» **TUGAS A**:
Cetak ulang tanpa perubahan bagian berita tentang kematian ayah dan anak di Koja, mulai dari "Alami Gangguan Jiwa, Kematian" dan berakhir pada "meninggal karena sakit.".
» **TUGAS B**:
Berikan lanjutan berita tentang kematian ayah dan anak di Koja setelah kalimat terakhir yang tercantum.

» **KUTIPAN**:
+---+

Alami Gangguan Jiwa, Kematian Ayah dan Anak di Koja Tidak Ada Unsur Pidana
Hamka Rusdi meninggal lebih dulu karena sakit. AQ, anak Hamka, meninggal tiga hari kemudian dengan lambung kosong tanpa asupan makanan.
Oleh
AGUIDO ADRI
·3 menit baca
JAKARTA, KOMPAS — Polisi mengakhiri penyelidikan kasus kematian Hamka Rusdi (50) dan anaknya, AQ (10 bulan), di Koja, Jakarta Utara, karena tidak menemukan unsur pidana. Bapak dan anak itu meninggal karena sakit.
Kepala Kepolisian Resor Metro Jakarta Utara Komisaris Besar Gidion Arif Setyawan menjelaskan, dari kasus penemuan dua jasad Hamka Rusdi dan AQ di Jalan Balai Rakyat V Nomor 12, RT 006 RW 003, Kelurahan Tugu Selatan, Koja, Jakarta Utara, pada Sabtu (28/10/2023), disimpulkan bahwa tidak ada unsur tindak pidana.

+---+

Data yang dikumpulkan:
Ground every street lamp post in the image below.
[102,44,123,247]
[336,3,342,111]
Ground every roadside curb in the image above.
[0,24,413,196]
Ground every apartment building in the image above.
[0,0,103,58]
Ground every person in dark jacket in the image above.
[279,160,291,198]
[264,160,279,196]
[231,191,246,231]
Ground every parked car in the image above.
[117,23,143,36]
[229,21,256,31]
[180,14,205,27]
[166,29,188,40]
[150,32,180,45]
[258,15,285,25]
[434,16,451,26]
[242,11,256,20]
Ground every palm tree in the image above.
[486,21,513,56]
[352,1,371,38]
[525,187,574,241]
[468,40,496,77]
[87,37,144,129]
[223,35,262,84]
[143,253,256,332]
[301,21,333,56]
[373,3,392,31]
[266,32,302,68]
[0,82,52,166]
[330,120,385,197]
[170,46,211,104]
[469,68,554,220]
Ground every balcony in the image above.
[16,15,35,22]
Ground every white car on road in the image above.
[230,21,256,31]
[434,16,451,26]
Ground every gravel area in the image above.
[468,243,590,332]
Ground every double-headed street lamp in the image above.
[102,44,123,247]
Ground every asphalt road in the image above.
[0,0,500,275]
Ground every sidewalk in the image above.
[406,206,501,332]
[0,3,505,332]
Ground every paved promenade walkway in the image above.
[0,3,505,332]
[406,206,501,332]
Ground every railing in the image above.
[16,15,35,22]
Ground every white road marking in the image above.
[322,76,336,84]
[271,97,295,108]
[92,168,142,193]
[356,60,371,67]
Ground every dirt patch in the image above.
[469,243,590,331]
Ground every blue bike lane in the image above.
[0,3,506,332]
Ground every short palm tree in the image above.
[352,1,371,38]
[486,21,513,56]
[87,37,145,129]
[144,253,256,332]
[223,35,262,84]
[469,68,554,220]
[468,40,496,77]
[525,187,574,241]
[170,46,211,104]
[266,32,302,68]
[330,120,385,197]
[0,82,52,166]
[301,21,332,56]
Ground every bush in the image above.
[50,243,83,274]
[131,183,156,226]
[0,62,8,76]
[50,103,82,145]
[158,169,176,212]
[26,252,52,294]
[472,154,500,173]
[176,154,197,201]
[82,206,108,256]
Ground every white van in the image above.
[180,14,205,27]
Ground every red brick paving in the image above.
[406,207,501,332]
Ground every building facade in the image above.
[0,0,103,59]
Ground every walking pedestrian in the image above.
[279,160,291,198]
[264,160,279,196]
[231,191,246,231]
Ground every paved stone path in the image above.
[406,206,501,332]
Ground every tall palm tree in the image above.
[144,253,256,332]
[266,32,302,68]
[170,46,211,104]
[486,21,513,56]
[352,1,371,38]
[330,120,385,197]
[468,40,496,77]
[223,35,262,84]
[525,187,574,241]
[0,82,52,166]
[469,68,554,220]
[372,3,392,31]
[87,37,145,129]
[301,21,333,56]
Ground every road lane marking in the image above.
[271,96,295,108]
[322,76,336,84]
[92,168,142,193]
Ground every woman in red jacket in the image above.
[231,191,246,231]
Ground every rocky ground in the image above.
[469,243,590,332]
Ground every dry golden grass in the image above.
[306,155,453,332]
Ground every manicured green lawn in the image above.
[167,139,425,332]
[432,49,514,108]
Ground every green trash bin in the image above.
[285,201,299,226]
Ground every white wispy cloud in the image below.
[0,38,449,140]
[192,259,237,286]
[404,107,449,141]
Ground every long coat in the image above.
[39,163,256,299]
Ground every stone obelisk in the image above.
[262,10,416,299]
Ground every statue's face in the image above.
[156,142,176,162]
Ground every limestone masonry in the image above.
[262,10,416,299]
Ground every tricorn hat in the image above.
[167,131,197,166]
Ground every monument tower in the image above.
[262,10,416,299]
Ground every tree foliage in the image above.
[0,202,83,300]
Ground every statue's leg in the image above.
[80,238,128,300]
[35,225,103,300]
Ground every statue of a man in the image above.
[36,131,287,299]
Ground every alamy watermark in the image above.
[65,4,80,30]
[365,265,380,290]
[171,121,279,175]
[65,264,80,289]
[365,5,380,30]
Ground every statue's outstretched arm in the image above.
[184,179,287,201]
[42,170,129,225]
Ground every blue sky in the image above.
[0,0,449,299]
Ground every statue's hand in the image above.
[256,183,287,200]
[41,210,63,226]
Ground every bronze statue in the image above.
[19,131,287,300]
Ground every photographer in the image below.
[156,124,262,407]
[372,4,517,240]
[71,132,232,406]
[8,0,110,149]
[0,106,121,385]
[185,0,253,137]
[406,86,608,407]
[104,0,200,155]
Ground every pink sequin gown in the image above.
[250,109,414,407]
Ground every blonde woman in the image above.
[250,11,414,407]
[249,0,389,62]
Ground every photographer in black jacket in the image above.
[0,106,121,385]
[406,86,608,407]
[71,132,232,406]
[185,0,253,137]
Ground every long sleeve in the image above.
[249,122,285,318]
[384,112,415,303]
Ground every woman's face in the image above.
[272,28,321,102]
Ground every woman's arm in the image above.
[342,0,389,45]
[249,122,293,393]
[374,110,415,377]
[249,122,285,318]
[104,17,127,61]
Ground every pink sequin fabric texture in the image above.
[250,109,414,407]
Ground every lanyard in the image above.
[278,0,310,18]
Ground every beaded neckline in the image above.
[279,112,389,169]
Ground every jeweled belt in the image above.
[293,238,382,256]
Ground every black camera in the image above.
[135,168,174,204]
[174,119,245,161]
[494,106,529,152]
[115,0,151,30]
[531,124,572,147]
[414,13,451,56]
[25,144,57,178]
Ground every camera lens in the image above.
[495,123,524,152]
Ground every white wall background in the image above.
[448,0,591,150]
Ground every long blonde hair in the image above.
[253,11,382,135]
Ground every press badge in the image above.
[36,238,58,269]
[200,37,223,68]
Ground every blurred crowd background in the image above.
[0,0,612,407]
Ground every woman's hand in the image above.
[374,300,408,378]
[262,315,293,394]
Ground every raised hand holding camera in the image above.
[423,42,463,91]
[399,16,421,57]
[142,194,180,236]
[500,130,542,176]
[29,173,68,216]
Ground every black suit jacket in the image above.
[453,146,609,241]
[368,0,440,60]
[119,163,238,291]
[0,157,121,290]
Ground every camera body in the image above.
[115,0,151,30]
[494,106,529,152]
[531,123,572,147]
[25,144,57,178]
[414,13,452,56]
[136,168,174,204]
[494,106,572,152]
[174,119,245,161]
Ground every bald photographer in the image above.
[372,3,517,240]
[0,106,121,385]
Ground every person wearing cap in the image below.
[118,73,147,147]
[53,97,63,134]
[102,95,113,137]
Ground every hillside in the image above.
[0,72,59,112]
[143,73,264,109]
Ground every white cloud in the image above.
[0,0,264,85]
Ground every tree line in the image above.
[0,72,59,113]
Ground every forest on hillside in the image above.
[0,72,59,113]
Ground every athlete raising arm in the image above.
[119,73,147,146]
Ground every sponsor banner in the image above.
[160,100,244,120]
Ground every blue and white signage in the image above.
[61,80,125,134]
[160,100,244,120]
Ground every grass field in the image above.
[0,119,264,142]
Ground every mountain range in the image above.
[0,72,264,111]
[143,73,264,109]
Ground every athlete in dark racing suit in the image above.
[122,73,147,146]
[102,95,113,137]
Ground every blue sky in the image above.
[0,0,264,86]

+---+

» **JAWABAN LATIHAN A**:
Alami Gangguan Jiwa, Kematian Ayah dan Anak di Koja Tidak Ada Unsur Pidana
Hamka Rusdi meninggal lebih dulu karena sakit. AQ, anak Hamka, meninggal tiga hari kemudian dengan lambung kosong tanpa asupan makanan.
Oleh
AGUIDO ADRI
·3 menit baca
JAKARTA, KOMPAS — Polisi mengakhiri penyelidikan kasus kematian Hamka Rusdi (50) dan anaknya, AQ (10 bulan), di Koja, Jakarta Utara, karena tidak menemukan unsur pidana. Bapak dan anak itu meninggal karena sakit.

» **JAWABAN LATIHAN B**:
Kesimpulan itu berdasarkan pemeriksaan di lapangan oleh tim Polres Metro Jakarta Utara dan kolaborasi tim gabungan dari Inafis, Puslabfor Polri, Apsifor, kedokteran forensik Rumah Sakit Polri dan RSCM, serta dokter ahli jiwa.
”Penyelidikan yang cukup komprehensif, pertama, kami meyakinkan dari olah TKP, CCTV, pemeriksaan DNA, dan lainnya, tidak ada profil DNA orang lain selain keluarga inti atau empat orang yang kita temukan di TKP. Jadi, bisa disimpulkan bahwa kematian dua korban dinyatakan kematian wajar karena sakit,” kata Gidion di lokasi, Jumat (15/12/2023).
Saat kematian suami dan anak bungsunya itu, Nur Hikmah (32) dalam kondisi fisik dan psikologis yang tidak baik untuk melakukan upaya penyelamatan. Nur berada di dalam rumah bersama jenazah selama delapan hari bersama anak sulungnya, ADA (3).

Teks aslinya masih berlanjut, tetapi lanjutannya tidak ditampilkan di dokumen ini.